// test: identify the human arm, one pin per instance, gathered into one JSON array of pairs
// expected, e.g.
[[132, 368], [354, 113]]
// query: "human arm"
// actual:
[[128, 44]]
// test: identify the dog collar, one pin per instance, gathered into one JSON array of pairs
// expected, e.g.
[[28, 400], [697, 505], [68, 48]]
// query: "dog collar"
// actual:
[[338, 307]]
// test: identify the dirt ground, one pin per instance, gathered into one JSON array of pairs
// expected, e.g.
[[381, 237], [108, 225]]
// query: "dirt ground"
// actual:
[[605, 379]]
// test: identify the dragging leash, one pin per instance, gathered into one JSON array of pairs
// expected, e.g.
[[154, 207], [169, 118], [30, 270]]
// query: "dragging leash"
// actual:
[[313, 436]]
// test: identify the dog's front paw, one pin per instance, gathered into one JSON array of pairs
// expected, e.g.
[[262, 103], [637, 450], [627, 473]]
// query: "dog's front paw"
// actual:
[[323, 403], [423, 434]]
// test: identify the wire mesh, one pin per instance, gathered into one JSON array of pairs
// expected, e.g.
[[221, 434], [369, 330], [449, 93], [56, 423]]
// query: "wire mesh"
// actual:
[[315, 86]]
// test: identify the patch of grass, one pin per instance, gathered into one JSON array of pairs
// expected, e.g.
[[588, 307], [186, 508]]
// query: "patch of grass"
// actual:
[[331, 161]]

--

Reproduce every line above word for word, with no changes.

REPLY:
// test: identify the human arm, one pin per instance, gathered into one JSON array of pairs
// expected, e.g.
[[132, 368], [354, 113]]
// query: "human arm"
// actual:
[[128, 44]]
// test: identify the dog collar, one pin per instance, gathered into one JSON array of pairs
// expected, e.g.
[[28, 400], [697, 505], [68, 48]]
// query: "dog collar"
// actual:
[[338, 307]]
// test: identify the dirt ground, one pin per instance, gathered into one JSON array of pairs
// expected, e.g.
[[381, 237], [108, 225]]
// query: "dirt ground"
// actual:
[[605, 379]]
// test: identify the dragging leash, one pin per instance, gathered into one JSON array of pairs
// expected, e.g.
[[154, 207], [169, 118], [30, 270]]
// query: "dragging leash"
// actual:
[[313, 436]]
// test: identify the dog's front paw, one pin per instance, gathered into one JSON array of pairs
// expected, e.g.
[[262, 103], [637, 450], [627, 473]]
// query: "dog's front paw"
// actual:
[[323, 403], [423, 434]]
// test: identify the wire mesh, one pin per instance, gathered into one JSON array of pairs
// expected, e.g.
[[221, 434], [369, 330], [449, 93], [56, 423]]
// query: "wire mesh"
// actual:
[[315, 86]]
// test: identify the patch of grass, one pin per instance, gathered into one JSON array of pairs
// expected, e.g.
[[588, 307], [186, 508]]
// query: "patch of grass"
// actual:
[[331, 161]]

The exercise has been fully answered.